[Work to be completed] Could you transcribe each entry below exactly, minus the images?

[Dataset extract]

+ + + + + + +

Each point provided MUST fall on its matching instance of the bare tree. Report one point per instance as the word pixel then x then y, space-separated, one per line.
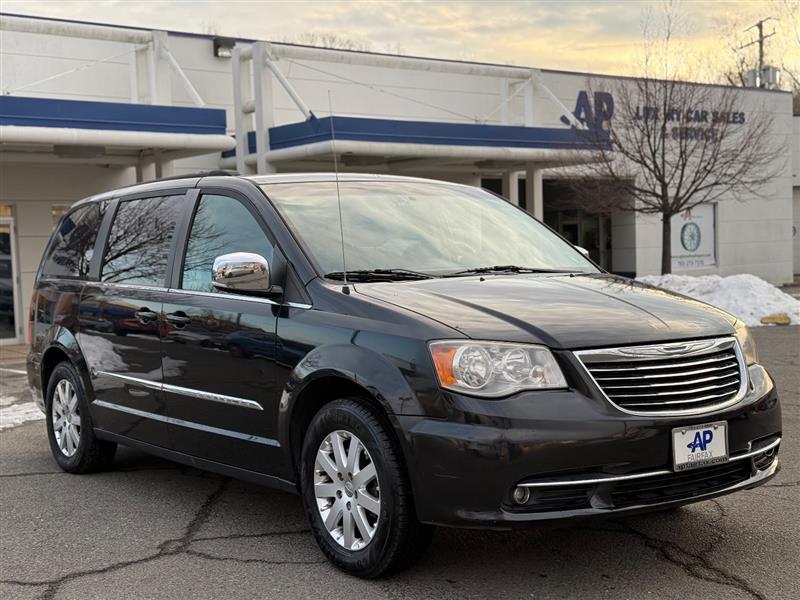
pixel 671 145
pixel 327 39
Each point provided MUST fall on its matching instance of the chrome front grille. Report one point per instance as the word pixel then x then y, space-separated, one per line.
pixel 678 378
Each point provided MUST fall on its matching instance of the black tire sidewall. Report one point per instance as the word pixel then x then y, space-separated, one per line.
pixel 66 371
pixel 347 415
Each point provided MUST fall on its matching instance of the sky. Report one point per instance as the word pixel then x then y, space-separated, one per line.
pixel 596 36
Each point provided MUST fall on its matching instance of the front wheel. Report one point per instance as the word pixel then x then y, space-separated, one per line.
pixel 356 492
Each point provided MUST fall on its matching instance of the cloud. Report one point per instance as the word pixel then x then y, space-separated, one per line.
pixel 572 35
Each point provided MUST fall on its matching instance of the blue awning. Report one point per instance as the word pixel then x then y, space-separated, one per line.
pixel 424 132
pixel 79 114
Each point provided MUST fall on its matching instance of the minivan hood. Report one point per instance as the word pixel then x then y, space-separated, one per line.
pixel 561 311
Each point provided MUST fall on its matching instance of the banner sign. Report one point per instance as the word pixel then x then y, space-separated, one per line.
pixel 694 238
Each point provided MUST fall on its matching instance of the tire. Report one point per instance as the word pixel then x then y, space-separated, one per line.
pixel 69 427
pixel 398 539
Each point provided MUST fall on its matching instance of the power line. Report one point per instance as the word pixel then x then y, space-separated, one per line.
pixel 760 41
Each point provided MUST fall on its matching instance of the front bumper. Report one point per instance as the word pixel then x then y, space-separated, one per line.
pixel 577 455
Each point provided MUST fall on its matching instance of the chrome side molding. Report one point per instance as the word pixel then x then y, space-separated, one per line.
pixel 183 391
pixel 189 424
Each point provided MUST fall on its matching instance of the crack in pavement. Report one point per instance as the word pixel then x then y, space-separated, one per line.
pixel 263 561
pixel 183 471
pixel 171 547
pixel 695 565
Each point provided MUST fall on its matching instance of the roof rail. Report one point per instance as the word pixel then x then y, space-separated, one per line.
pixel 209 173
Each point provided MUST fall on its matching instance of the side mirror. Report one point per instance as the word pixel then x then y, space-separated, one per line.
pixel 242 272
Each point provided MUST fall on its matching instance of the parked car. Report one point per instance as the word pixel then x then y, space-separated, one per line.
pixel 417 353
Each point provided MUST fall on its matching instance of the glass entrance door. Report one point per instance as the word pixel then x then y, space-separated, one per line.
pixel 8 299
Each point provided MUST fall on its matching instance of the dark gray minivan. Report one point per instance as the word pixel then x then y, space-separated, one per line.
pixel 401 353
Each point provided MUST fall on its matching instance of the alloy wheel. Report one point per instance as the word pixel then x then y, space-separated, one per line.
pixel 66 418
pixel 347 490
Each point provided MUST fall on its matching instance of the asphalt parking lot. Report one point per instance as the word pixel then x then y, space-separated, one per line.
pixel 153 529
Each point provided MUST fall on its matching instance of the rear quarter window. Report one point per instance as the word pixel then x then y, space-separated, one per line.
pixel 138 246
pixel 72 245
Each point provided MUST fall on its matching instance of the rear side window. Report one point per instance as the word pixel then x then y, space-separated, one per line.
pixel 139 242
pixel 73 243
pixel 221 225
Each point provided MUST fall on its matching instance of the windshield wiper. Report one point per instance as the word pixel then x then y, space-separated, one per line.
pixel 505 269
pixel 378 275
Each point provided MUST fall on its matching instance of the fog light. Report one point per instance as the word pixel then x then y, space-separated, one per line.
pixel 521 495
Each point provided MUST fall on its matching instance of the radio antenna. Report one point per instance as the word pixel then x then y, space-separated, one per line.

+ + + + + + +

[Result of this task]
Each point provided MUST fall on its matching instance of the bare tree. Report one point per instance as the word pixel then x then y, space-separated, one per line.
pixel 671 145
pixel 327 39
Each point provided MUST fall on its matching instance of the chrome front grille. Report one point per instance as the word pixel then x then y, space-separated, one per line.
pixel 678 378
Each point provided MUST fall on its matching instance of the black tire sidewall. Report one point per instance as the word pixel then x then y, space-separated, one per line.
pixel 66 371
pixel 347 415
Each point provided MUST fall on its matching instance of the sky. Report one point per instance as the word pixel then x then y, space-separated, one per line.
pixel 596 36
Each point provided MUST fall on its matching instance of the front wheel. Report one point per instance as the word pixel then x then y, space-separated, one per line.
pixel 356 492
Each point provided MUST fall on its matching instance of the cloud. Report one point per instance as the word pixel then x then y, space-separated, one per line.
pixel 572 35
Each point provided MUST fall on its matching instance of the blue awning. Report one point per instance as the word pixel then x then y, space-separated, one per line.
pixel 424 132
pixel 79 114
Each point provided MUST fall on its matching instance of the minivan hood. Report one point per instance as the word pixel then x then y, space-separated, one per line.
pixel 561 311
Each point provided MUST fall on its matching instance of the banner sign. Report one point per instance as the word pixel then x then y, space-separated, one per line.
pixel 694 238
Each point provided MUST fall on its matching instance of the tire. Report one point per instance as the word pixel then x then y, space-separated, one per line.
pixel 69 427
pixel 398 539
Each point provided MUST fall on its matching instance of the power line. Report one point per instance as the word pixel then x then y, space-separated, one per line.
pixel 760 41
Each point provided MUST fall on its matching instance of the front bumper. Report one point per instance as the word pixel then x then y, space-separated, one per line.
pixel 577 455
Each point provided MUST fall on its matching instance of the chrome side molding. Report one point per instance as the word pixel then x then y, space-separated, one per line.
pixel 183 391
pixel 189 424
Each point provided MUST fall on its matching instance of the crack in pavement. Report one point per instance as the word pixel then x then y, space-separated, one per line.
pixel 263 561
pixel 183 471
pixel 171 547
pixel 695 565
Each point provided MUST fall on its matching instance of the roof rail. Report one point per instance as the word pixel then x then y, space-separated, one per line.
pixel 209 173
Each point provided MUST fall on its matching instance of the side mirror. Report one point per instance as the word pixel then x then y, space-separated, one per line.
pixel 242 272
Each point provided MUST fall on its matching instance of the parked car. Report one point per instance as the word pixel then x then y, space-separated, one per line.
pixel 417 353
Each point provided MUST fall on its matching instance of the glass entrance door. Report one point per instance as the word pixel then x then y, space-separated, one per line.
pixel 8 299
Each point provided MUST fall on its matching instance of the dark gray minivan. Report one point per instance as the word pixel then x then y, space-separated, one per line.
pixel 401 353
Each point provided MUST fall on its matching instance of the alloy wheel. Report one point per instance as the word pixel then x then y, space-separated, one per line.
pixel 66 418
pixel 347 490
Each point provided MUST fall on its matching instance of the asphalt parking lot. Report one point per instance as the word pixel then x then y, space-separated, one per line.
pixel 153 529
Each point provided MUST fall on its matching instance of the rear quarter window. Report one point per instance as the word pixel then x then y, space-separated, one per line.
pixel 138 246
pixel 72 245
Each point provided MUST fall on its matching instance of the rear side window. Report one point per instance as the word pixel then x then y, space-separated, one per line.
pixel 139 242
pixel 73 243
pixel 221 225
Each point provided MUST fall on its matching instance of the windshield wiper. Report one point per instance as the word pixel then x then y, space-separated, one per line.
pixel 505 269
pixel 378 275
Each point provided MUST fall on its matching instance of the fog light. Report one point per instance as the word pixel then x then y, space-separated, one per line.
pixel 521 495
Each point provided MUST fall on its matching instance of the radio antenna. Report one point per instance as the word pixel then x then y, space-separated, one per line.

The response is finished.